> [PROBLEM REQUIREMENTS]
Skip the pictures and write out, word for word, the lines below from the one with "pixel 145 256" through the one with "Mark the white plate", inclusive.

Stored data entries:
"""
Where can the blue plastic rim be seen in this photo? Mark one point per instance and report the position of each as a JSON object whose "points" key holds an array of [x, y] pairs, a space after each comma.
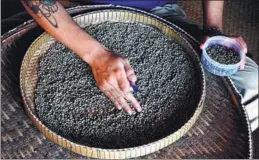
{"points": [[215, 67]]}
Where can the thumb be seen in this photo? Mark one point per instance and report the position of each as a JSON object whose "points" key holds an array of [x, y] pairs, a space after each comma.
{"points": [[203, 41]]}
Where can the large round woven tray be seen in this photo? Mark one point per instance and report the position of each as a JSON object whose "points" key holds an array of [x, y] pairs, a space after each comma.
{"points": [[221, 131], [28, 82]]}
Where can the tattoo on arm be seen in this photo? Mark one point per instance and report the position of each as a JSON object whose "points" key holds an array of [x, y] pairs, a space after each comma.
{"points": [[46, 8]]}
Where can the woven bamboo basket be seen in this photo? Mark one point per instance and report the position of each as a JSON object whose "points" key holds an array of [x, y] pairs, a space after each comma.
{"points": [[28, 82]]}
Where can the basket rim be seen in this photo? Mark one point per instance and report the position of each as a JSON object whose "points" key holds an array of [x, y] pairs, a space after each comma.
{"points": [[191, 120]]}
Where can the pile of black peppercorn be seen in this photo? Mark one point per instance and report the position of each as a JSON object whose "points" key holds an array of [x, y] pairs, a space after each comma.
{"points": [[69, 102], [223, 55]]}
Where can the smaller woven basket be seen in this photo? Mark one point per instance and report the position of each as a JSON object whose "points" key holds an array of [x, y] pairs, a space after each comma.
{"points": [[28, 82]]}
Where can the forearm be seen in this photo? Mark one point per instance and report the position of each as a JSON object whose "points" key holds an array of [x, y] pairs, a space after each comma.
{"points": [[51, 15], [213, 13]]}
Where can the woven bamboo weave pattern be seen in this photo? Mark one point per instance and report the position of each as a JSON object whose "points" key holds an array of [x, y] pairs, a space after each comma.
{"points": [[220, 119]]}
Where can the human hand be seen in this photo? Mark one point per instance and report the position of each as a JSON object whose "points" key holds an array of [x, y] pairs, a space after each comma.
{"points": [[114, 76], [240, 40]]}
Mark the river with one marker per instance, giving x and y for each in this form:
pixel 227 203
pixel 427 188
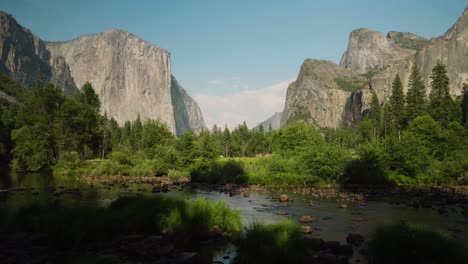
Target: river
pixel 331 220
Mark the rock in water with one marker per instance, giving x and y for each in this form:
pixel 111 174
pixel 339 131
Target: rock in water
pixel 283 198
pixel 306 219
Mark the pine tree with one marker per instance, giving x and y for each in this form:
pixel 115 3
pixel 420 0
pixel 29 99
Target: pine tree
pixel 416 97
pixel 440 104
pixel 396 105
pixel 464 106
pixel 375 114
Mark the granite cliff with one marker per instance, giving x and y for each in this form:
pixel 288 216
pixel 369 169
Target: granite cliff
pixel 131 76
pixel 331 95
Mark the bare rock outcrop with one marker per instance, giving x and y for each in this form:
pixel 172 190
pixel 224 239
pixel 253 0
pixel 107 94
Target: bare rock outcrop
pixel 131 76
pixel 322 93
pixel 370 50
pixel 187 113
pixel 337 96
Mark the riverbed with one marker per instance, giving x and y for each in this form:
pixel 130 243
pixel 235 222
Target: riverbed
pixel 334 216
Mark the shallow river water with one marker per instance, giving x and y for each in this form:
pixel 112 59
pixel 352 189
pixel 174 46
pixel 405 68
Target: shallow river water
pixel 331 222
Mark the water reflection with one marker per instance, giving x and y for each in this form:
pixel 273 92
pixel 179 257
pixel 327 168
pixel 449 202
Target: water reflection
pixel 330 221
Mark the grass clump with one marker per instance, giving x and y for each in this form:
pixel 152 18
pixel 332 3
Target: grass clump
pixel 404 243
pixel 273 243
pixel 218 171
pixel 199 216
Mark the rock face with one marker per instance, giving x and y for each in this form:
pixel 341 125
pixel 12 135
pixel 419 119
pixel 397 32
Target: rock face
pixel 370 50
pixel 23 56
pixel 187 113
pixel 321 94
pixel 274 121
pixel 336 96
pixel 131 76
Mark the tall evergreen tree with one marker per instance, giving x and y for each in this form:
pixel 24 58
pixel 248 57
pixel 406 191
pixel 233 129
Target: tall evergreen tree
pixel 88 96
pixel 396 105
pixel 226 141
pixel 440 104
pixel 416 102
pixel 375 114
pixel 464 106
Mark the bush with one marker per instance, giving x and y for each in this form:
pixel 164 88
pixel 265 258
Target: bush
pixel 369 168
pixel 69 160
pixel 199 216
pixel 111 168
pixel 176 175
pixel 403 243
pixel 327 163
pixel 214 171
pixel 144 168
pixel 120 158
pixel 274 243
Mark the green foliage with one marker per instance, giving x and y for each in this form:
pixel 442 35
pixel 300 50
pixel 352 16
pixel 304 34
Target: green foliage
pixel 416 101
pixel 199 216
pixel 83 225
pixel 120 158
pixel 69 160
pixel 274 243
pixel 375 115
pixel 397 105
pixel 351 84
pixel 292 139
pixel 176 175
pixel 441 103
pixel 403 243
pixel 464 106
pixel 326 163
pixel 369 167
pixel 216 171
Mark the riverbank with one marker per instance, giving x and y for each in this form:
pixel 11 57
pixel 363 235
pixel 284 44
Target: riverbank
pixel 416 195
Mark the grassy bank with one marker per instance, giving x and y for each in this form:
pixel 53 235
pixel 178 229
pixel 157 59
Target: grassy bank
pixel 84 225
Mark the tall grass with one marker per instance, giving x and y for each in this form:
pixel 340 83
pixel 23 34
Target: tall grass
pixel 84 225
pixel 199 216
pixel 273 243
pixel 404 243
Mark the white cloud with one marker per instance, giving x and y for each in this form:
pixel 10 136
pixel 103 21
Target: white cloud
pixel 216 82
pixel 252 106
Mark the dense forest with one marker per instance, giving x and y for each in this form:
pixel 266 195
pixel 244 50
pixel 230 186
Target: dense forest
pixel 413 138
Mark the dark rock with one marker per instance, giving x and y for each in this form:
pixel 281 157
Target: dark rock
pixel 334 246
pixel 345 250
pixel 315 243
pixel 355 239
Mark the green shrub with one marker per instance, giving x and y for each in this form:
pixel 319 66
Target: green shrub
pixel 215 171
pixel 403 243
pixel 69 160
pixel 176 175
pixel 369 168
pixel 274 243
pixel 120 158
pixel 327 163
pixel 111 168
pixel 144 168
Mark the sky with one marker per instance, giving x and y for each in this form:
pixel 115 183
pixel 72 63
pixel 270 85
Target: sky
pixel 236 58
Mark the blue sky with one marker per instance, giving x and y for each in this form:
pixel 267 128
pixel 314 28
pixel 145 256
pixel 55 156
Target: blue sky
pixel 225 48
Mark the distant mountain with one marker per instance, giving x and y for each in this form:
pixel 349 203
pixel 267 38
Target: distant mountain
pixel 331 95
pixel 131 76
pixel 274 121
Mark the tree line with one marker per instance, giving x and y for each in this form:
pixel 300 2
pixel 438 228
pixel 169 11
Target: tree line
pixel 411 137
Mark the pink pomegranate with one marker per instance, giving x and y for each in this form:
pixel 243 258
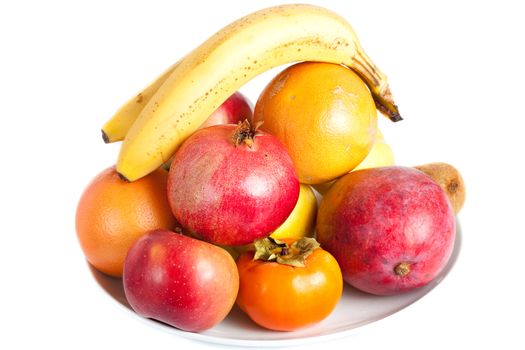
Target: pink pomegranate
pixel 391 229
pixel 235 109
pixel 232 184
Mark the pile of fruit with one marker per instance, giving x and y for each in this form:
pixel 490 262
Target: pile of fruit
pixel 212 204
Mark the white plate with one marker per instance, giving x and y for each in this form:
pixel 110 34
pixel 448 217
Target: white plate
pixel 355 309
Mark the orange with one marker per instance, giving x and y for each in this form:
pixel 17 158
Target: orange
pixel 325 116
pixel 113 213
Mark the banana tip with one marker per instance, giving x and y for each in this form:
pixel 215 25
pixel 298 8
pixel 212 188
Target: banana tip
pixel 105 137
pixel 122 177
pixel 396 117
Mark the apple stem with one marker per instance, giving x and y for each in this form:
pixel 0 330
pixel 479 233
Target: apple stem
pixel 402 269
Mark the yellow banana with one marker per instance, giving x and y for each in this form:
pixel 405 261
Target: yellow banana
pixel 116 128
pixel 208 75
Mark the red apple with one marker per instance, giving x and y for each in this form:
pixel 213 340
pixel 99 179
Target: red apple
pixel 234 110
pixel 391 229
pixel 181 281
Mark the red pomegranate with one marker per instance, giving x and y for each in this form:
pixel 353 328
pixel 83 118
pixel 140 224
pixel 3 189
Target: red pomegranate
pixel 391 229
pixel 232 184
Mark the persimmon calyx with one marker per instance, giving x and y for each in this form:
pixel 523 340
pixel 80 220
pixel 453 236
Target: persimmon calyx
pixel 270 249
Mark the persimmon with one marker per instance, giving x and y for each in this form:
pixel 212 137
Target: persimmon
pixel 286 285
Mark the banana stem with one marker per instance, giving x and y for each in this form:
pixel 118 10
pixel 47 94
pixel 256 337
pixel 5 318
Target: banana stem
pixel 371 75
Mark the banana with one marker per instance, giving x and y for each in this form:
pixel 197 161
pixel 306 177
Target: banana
pixel 227 60
pixel 116 128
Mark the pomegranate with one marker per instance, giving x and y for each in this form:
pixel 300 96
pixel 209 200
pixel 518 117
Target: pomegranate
pixel 391 229
pixel 235 109
pixel 232 184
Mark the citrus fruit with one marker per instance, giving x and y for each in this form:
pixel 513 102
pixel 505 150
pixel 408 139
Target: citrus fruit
pixel 113 213
pixel 301 221
pixel 380 155
pixel 325 116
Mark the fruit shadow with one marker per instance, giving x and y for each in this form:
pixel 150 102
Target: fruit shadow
pixel 111 285
pixel 114 287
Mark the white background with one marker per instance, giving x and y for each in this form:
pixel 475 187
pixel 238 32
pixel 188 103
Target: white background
pixel 456 69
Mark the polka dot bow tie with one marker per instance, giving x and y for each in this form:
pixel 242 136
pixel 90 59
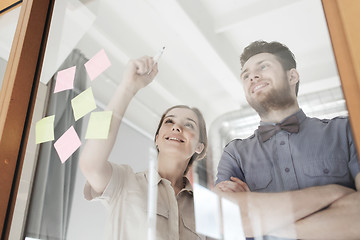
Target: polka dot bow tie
pixel 290 124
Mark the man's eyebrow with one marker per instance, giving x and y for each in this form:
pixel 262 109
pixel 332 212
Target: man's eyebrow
pixel 242 73
pixel 257 64
pixel 190 119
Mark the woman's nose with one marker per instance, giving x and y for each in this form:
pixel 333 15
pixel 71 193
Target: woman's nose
pixel 254 76
pixel 176 128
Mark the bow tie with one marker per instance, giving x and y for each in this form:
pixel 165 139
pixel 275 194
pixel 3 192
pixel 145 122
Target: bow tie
pixel 290 124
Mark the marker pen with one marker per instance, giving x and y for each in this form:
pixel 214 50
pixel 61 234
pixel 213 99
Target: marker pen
pixel 156 58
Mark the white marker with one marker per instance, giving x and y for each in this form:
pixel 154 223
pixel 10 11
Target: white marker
pixel 156 59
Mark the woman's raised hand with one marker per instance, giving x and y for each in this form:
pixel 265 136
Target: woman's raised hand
pixel 139 73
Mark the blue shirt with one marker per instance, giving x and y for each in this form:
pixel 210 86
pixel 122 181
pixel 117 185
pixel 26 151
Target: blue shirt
pixel 322 152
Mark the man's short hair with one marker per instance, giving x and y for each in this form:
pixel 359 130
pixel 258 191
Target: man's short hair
pixel 281 52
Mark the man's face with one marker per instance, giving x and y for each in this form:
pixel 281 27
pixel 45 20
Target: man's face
pixel 266 85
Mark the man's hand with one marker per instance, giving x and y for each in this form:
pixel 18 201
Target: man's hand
pixel 234 185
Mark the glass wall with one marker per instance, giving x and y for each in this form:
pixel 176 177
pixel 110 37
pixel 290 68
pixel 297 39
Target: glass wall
pixel 97 53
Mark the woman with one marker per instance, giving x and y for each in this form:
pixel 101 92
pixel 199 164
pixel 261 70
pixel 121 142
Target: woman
pixel 180 139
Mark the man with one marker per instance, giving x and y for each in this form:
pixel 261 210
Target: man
pixel 289 151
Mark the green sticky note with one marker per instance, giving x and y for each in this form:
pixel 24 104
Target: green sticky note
pixel 99 125
pixel 44 130
pixel 83 103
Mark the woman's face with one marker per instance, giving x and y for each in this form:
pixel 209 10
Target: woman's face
pixel 179 133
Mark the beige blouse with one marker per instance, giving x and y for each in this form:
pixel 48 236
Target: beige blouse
pixel 126 198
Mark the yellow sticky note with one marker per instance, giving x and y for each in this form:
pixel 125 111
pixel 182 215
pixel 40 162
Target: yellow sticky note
pixel 44 130
pixel 99 125
pixel 83 103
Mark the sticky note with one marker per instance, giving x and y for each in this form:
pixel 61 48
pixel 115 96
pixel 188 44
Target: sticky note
pixel 67 144
pixel 207 212
pixel 99 125
pixel 83 103
pixel 233 228
pixel 97 64
pixel 65 79
pixel 44 130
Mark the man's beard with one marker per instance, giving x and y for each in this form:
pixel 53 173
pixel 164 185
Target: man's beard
pixel 275 99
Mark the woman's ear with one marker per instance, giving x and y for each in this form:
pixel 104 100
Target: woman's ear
pixel 199 148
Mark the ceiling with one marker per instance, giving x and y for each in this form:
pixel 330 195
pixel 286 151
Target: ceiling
pixel 203 41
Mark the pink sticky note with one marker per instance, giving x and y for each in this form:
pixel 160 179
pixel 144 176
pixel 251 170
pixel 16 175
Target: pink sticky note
pixel 65 79
pixel 67 144
pixel 97 64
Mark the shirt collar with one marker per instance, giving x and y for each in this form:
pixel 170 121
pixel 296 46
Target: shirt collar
pixel 299 114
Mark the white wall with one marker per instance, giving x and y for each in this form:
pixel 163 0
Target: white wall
pixel 87 220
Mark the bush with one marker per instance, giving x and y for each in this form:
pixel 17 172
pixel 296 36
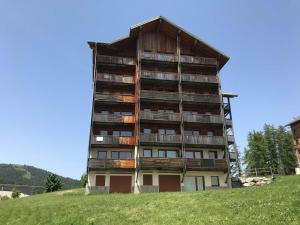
"""
> [TASK OUTPUT]
pixel 145 256
pixel 55 156
Target: blue sky
pixel 225 48
Mark the distant mountain with one marker per instance, giving x and y for each in this form:
pixel 349 203
pixel 267 38
Target: distant mountain
pixel 331 95
pixel 131 76
pixel 274 121
Mark the tree line with one marker per instance, giving x and y for each in this form:
pixel 300 2
pixel 438 228
pixel 169 11
Target: tree line
pixel 411 137
Mark the pink pomegranate with one marker per instance, giving x and y for each in this form:
pixel 243 258
Target: pink pomegranate
pixel 391 229
pixel 235 109
pixel 232 184
Mark the pile of fruit with one marker per instance, giving x and y for each in this form:
pixel 490 262
Target: pile of fruit
pixel 212 204
Mark the white plate with one marker per instance, giving x and y for each in this form:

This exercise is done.